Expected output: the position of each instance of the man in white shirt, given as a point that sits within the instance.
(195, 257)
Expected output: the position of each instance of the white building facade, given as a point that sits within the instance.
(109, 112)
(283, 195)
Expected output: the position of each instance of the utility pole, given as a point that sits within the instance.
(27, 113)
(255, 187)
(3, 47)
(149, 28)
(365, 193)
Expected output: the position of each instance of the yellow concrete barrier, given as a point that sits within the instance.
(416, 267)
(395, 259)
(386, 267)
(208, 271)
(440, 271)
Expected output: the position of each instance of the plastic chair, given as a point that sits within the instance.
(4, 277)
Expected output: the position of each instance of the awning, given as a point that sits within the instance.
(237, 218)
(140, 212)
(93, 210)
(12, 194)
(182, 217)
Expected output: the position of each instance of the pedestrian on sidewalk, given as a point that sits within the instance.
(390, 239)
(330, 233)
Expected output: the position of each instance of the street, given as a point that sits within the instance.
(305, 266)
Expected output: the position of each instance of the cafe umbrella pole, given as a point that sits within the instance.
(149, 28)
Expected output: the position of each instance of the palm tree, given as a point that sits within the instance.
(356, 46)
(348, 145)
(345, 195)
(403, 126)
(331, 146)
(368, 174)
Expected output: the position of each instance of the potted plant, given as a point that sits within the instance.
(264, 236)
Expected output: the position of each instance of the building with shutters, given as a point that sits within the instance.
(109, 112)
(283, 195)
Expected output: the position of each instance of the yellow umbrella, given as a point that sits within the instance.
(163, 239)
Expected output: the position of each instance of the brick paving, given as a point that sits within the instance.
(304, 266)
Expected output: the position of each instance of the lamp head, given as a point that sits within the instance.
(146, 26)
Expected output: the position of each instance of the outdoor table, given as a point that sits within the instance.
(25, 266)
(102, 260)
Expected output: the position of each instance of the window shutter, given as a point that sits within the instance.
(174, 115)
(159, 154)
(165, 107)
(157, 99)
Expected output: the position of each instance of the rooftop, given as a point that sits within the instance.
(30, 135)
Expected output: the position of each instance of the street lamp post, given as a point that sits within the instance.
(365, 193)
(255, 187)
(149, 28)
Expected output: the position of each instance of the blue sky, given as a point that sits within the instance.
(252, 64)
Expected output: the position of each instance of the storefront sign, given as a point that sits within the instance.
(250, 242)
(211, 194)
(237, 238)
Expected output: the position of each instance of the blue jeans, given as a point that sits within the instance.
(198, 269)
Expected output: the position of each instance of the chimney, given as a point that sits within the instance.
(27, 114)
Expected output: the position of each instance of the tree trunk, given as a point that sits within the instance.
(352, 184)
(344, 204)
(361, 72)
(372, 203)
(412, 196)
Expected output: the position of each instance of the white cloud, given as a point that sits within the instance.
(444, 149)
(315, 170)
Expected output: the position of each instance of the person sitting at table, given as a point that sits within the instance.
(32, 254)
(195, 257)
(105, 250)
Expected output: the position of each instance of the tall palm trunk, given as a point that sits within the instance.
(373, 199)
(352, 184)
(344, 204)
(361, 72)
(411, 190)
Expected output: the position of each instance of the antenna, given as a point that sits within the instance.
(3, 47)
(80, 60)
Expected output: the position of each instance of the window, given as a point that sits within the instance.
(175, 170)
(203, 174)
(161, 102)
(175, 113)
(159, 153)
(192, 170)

☆ ☆ ☆ ☆ ☆ ☆ ☆

■ **Task**: Please quote exactly the lines from the one containing "blue jeans, given" through the last line of the records above, both included, and nothing else.

■ **Output of the task**:
Expected output: the position of each instance of the blue jeans, given as a point that sits within the instance.
(198, 269)
Expected output: the position of each instance of the chimney, given as a point that sits within the instance.
(27, 114)
Expected output: the position of each instance of the tree trunk, given as a point that sits within the instance.
(352, 184)
(344, 204)
(361, 72)
(372, 203)
(412, 196)
Expected output: the position of each instance of the white cloud, given as a point that sits within the instance.
(444, 149)
(315, 170)
Expected output: the position of each instance of the person sitting at table, given as a point that sits within the instance.
(32, 254)
(195, 257)
(105, 250)
Expected output: the position of each instance of the tall palm trunk, given as a point that sits within the instance.
(373, 199)
(352, 184)
(344, 204)
(361, 72)
(411, 190)
Expected output: the position of each instance of the antenna, given as a point that sits within the instance.
(3, 47)
(80, 60)
Expected output: the position of each instance of the window, given as a point that sits within the instance.
(175, 170)
(203, 174)
(161, 102)
(175, 113)
(159, 153)
(192, 170)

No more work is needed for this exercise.